◆ AIM ◆
Could you rewrite the stretch from the line containing "Target: white wall" through the end of the records with "pin" swapped for "marker", leaving everything else unchanged and giving back only those lines?

'''

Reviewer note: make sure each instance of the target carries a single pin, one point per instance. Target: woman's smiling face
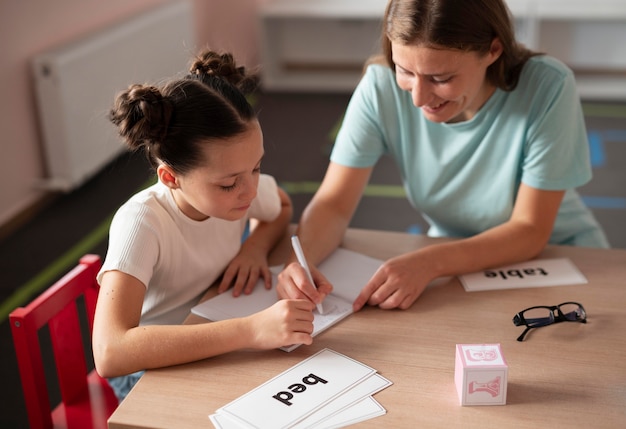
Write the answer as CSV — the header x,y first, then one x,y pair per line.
x,y
448,85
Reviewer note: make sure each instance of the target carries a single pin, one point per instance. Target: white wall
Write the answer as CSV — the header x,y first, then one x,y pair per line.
x,y
29,27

'''

◆ RESULT FOR THIS TASK ◆
Reviewer note: make sure each instance of the target carries a single marker, one point per instance. Target: white wall
Write the answer as CSV — the header x,y first, then one x,y pair per line.
x,y
29,27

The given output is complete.